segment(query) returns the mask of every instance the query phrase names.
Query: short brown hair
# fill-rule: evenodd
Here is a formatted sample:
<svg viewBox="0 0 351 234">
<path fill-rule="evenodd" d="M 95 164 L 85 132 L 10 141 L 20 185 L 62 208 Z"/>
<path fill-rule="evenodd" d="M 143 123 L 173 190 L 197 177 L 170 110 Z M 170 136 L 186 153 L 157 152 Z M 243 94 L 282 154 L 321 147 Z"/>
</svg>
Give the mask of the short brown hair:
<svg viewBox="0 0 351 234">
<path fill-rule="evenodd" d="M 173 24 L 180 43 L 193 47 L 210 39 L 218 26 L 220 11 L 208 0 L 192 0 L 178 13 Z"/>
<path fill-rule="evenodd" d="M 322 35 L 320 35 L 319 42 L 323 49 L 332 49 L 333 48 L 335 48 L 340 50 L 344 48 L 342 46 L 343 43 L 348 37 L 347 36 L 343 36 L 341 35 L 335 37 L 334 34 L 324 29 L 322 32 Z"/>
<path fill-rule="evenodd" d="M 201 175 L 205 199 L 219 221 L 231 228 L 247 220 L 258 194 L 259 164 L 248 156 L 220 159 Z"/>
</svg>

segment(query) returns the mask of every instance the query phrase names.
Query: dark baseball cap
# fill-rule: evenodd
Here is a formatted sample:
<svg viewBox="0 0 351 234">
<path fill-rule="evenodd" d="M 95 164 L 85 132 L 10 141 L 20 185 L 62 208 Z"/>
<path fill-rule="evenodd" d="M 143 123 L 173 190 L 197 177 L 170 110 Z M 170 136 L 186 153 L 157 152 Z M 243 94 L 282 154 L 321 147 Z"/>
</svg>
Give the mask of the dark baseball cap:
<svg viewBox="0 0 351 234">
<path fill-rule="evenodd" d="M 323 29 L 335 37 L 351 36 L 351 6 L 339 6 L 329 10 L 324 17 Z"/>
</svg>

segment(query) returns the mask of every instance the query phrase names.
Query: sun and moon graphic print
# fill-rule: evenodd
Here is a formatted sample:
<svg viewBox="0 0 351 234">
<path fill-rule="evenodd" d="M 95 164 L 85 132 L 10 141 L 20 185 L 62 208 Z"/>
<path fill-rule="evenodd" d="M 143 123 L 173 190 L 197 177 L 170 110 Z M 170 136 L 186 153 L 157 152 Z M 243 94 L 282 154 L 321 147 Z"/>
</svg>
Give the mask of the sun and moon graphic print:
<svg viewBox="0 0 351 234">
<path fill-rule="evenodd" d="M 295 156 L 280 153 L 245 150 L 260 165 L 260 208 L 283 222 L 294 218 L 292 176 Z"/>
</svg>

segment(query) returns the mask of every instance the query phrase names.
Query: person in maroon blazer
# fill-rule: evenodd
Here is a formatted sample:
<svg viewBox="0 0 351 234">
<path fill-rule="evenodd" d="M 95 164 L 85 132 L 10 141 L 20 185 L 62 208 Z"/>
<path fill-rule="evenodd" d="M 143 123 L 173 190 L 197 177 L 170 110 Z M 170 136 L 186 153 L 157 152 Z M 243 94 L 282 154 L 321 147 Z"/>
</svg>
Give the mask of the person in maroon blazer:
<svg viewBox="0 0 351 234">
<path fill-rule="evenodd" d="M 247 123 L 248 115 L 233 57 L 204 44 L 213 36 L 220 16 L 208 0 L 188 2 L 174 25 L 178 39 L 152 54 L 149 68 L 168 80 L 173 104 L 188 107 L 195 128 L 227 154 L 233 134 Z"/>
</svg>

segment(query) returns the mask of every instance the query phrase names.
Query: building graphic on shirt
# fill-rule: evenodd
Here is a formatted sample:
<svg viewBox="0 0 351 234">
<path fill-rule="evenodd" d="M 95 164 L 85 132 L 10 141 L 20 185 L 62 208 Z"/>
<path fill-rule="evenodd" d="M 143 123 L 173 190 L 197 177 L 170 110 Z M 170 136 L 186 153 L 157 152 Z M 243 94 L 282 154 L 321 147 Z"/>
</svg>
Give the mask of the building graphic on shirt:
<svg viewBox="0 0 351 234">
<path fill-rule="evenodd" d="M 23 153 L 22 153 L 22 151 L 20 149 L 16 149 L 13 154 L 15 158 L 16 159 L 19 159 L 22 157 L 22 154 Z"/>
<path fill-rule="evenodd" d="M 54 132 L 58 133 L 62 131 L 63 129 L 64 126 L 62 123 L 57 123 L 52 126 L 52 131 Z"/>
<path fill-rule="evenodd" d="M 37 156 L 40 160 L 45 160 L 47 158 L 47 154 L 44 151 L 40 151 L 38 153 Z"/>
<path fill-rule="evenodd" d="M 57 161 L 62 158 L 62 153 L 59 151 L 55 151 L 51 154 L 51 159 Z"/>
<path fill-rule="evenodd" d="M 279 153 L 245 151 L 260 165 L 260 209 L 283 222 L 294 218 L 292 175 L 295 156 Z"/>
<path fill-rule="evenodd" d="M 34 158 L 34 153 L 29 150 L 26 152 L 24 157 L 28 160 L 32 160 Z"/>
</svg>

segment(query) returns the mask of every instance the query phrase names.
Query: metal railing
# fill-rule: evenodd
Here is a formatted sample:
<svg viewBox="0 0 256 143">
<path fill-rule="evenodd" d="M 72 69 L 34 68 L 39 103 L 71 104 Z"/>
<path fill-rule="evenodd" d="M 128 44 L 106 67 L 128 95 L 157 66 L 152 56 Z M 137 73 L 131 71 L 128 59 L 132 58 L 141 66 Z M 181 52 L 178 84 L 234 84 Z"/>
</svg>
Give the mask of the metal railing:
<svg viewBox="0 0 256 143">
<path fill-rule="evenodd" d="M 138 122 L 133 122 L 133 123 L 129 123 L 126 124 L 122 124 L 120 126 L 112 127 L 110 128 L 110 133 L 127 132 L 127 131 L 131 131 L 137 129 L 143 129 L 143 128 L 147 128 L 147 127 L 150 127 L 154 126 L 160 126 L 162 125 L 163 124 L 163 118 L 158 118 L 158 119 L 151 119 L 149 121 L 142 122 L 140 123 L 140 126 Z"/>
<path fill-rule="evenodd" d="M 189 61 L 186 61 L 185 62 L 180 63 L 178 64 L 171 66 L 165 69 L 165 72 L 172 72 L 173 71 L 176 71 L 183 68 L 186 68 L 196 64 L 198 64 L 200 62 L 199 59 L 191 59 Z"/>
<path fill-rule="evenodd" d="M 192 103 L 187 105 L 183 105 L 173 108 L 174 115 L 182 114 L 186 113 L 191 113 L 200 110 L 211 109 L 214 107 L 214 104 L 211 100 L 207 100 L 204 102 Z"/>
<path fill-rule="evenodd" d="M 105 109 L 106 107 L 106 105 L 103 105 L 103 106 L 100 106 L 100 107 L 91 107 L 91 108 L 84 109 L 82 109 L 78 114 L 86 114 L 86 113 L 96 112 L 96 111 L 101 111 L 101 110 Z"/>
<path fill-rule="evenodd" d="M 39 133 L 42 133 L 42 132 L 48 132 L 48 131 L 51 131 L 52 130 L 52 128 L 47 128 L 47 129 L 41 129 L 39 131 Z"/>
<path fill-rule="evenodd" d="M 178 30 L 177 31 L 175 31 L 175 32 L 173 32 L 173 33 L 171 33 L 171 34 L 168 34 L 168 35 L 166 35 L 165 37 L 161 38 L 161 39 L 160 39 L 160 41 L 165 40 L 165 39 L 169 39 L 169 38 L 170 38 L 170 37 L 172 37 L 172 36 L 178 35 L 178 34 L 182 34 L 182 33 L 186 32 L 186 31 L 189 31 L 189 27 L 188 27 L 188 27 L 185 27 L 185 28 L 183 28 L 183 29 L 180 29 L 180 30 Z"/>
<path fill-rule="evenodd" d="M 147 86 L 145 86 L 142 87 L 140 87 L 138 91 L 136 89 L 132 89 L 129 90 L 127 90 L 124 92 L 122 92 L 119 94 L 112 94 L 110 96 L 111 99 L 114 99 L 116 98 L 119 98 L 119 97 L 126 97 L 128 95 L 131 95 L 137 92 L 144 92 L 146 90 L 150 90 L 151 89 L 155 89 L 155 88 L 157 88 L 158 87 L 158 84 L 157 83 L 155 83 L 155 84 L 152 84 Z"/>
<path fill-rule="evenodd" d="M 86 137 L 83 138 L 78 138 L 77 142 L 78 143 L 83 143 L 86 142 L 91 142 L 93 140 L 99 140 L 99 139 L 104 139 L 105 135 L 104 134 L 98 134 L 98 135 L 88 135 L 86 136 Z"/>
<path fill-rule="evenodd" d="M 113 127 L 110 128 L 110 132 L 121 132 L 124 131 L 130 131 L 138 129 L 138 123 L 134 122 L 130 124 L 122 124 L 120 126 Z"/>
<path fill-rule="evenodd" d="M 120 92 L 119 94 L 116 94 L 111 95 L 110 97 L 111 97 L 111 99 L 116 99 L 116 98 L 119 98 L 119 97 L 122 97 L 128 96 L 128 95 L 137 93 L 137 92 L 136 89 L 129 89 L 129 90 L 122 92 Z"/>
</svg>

++++

EXERCISE - How many lines of the listing contain the word "hair"? Reply with the number alone.

WRITTEN SOLUTION - 2